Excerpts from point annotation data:
+-------+
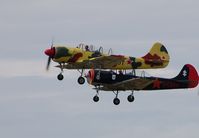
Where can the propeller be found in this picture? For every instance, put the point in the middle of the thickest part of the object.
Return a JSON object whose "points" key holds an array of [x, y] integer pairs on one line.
{"points": [[50, 53]]}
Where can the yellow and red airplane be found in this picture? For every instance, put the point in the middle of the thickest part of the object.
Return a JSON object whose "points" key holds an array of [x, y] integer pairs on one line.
{"points": [[84, 57]]}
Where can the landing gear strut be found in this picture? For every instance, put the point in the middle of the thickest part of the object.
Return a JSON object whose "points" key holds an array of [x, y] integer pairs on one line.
{"points": [[131, 98], [60, 76], [96, 97], [81, 80], [116, 100]]}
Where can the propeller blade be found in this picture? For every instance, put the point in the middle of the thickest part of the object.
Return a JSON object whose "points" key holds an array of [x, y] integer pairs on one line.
{"points": [[48, 63]]}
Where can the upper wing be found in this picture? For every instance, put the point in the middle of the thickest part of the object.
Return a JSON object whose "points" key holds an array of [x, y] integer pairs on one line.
{"points": [[104, 62], [132, 84]]}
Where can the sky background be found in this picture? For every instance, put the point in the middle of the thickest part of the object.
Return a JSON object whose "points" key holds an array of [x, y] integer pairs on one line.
{"points": [[33, 103]]}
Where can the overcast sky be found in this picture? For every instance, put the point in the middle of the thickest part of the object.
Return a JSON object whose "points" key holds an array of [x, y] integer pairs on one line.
{"points": [[34, 104]]}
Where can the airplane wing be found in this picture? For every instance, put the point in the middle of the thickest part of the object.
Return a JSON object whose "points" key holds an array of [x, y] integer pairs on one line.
{"points": [[132, 84], [104, 62]]}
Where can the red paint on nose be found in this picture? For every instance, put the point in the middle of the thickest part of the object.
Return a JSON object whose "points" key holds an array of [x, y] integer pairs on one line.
{"points": [[50, 52]]}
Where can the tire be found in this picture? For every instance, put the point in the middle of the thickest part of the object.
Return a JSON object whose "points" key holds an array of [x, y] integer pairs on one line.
{"points": [[116, 101], [95, 98], [130, 98], [81, 80], [60, 77]]}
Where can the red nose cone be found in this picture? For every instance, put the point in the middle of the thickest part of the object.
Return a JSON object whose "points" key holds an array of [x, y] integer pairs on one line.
{"points": [[50, 52]]}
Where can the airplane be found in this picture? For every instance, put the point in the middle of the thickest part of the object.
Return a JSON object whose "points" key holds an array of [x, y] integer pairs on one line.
{"points": [[115, 82], [84, 57]]}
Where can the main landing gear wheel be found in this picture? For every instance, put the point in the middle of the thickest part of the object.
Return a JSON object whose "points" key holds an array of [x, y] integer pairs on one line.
{"points": [[95, 98], [130, 98], [81, 80], [116, 101], [60, 77]]}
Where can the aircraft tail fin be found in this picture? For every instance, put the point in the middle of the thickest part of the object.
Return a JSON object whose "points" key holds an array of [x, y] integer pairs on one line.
{"points": [[158, 56], [188, 73]]}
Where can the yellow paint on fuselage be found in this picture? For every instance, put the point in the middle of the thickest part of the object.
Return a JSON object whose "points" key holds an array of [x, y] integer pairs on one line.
{"points": [[127, 64]]}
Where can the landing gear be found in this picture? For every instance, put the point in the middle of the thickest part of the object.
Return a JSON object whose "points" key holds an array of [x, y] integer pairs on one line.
{"points": [[60, 77], [116, 100], [81, 80], [96, 98], [131, 98]]}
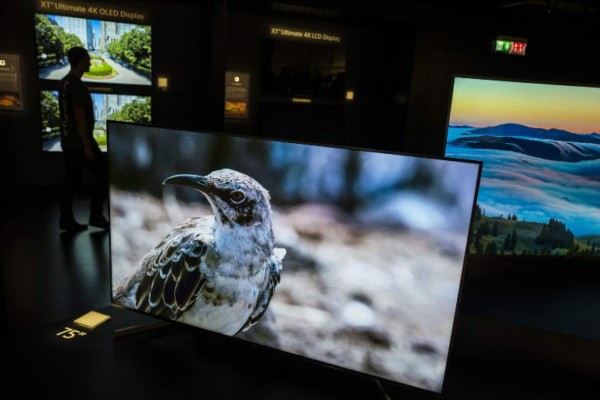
+-------+
• TASK STATEMENT
Please extract every line from the entries above that contains the string "wing", matching case exactly. Copy each such line in full.

• RESULT OF THE EXERCISE
Where can the upper wing be found in this picture? For every instance, put the point in the middle of the thickest part of the object.
Where can the airplane wing be found in this picture? For every instance, put the point in the middle of the thickest part of the object.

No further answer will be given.